++++ Given text ++++

Text Encoding Initiative
15. Figures and Graphics
Not all the components of a document are necessarily textual. The most straightforward text will often contain diagrams or illustrations, to say nothing of documents in which image and text are inextricably intertwined, or electronic resources in which the two are complementary.
The encoder may simply record the presence of a graphic within the text, possibly with a brief description of its content, by using the elements described in this section. The same elements may also be used to embed digitized versions of the graphic within an electronic document.
Any textual information accompanying the graphic, such as a heading and/or caption, may be included within the <figure> element itself, in a <head> and one or more <p> elements, as may also any text appearing within the graphic itself. It is strongly recommended that a prose description of the image be supplied, as the content of a <figDesc> element, for the use of applications which are not able to render the graphic, and to render the document accessible to vision-impaired readers. (Such text is not normally considered part of the document proper.)

++++ Supplied information ++++

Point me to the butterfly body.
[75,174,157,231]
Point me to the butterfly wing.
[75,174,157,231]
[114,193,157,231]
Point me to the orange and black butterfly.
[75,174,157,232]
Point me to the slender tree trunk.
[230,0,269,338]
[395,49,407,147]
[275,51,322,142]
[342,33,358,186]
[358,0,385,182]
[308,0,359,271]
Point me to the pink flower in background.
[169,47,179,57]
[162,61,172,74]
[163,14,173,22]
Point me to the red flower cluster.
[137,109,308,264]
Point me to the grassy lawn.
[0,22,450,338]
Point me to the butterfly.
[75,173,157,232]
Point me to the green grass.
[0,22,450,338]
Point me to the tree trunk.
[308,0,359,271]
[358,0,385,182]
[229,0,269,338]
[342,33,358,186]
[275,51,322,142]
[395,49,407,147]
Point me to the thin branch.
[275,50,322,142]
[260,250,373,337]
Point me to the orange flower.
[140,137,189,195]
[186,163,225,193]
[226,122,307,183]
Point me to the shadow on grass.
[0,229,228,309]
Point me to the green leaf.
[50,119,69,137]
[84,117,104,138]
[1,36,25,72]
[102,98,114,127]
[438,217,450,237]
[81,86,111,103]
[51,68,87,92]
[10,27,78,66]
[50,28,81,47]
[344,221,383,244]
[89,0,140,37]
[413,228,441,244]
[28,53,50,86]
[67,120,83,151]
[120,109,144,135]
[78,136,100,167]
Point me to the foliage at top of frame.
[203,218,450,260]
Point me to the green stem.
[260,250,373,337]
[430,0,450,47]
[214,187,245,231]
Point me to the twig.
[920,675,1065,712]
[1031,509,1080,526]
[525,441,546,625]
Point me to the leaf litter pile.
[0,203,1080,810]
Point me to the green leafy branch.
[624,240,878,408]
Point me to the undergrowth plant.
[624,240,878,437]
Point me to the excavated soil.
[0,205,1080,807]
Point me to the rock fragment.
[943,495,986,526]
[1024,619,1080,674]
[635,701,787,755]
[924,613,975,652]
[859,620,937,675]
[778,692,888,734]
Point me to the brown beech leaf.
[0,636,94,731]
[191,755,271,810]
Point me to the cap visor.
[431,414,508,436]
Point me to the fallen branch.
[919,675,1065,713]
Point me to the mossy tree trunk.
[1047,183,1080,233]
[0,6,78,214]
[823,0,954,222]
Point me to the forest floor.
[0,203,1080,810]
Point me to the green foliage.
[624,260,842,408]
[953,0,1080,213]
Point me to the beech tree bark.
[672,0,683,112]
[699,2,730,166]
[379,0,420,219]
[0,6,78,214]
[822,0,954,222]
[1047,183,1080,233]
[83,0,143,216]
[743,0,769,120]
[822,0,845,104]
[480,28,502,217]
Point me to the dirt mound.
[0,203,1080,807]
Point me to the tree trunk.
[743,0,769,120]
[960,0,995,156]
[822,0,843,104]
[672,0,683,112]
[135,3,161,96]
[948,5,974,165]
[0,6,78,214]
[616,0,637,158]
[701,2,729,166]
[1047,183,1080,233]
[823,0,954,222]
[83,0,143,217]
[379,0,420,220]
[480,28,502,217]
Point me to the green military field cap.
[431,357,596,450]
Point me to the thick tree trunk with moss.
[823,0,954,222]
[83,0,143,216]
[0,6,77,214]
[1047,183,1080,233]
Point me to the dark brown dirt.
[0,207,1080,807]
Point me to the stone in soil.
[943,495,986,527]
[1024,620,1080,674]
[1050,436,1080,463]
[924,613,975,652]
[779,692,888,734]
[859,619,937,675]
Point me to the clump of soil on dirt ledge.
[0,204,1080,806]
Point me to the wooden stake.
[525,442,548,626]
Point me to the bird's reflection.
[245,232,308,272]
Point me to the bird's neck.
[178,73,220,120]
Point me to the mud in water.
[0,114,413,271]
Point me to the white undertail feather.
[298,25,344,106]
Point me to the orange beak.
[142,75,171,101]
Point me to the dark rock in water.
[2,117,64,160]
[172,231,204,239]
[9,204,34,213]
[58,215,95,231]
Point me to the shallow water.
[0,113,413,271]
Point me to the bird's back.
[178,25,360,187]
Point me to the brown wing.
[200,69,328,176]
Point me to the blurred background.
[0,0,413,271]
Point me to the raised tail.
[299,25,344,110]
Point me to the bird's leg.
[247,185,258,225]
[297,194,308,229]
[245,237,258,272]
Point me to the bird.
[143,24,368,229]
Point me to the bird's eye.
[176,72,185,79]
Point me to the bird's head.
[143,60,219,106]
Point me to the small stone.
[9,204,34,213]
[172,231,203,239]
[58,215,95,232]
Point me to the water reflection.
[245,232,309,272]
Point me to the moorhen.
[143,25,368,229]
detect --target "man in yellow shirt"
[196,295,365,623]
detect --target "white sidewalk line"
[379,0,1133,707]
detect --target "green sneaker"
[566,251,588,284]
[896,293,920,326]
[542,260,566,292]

++++

Work to do – Copy the TEI section on figures and graphics above word for word, from its first line to its last.

Exercise answer –
Text Encoding Initiative
15. Figures and Graphics
Not all the components of a document are necessarily textual. The most straightforward text will often contain diagrams or illustrations, to say nothing of documents in which image and text are inextricably intertwined, or electronic resources in which the two are complementary.
The encoder may simply record the presence of a graphic within the text, possibly with a brief description of its content, by using the elements described in this section. The same elements may also be used to embed digitized versions of the graphic within an electronic document.
Any textual information accompanying the graphic, such as a heading and/or caption, may be included within the <figure> element itself, in a <head> and one or more <p> elements, as may also any text appearing within the graphic itself. It is strongly recommended that a prose description of the image be supplied, as the content of a <figDesc> element, for the use of applications which are not able to render the graphic, and to render the document accessible to vision-impaired readers. (Such text is not normally considered part of the document proper.)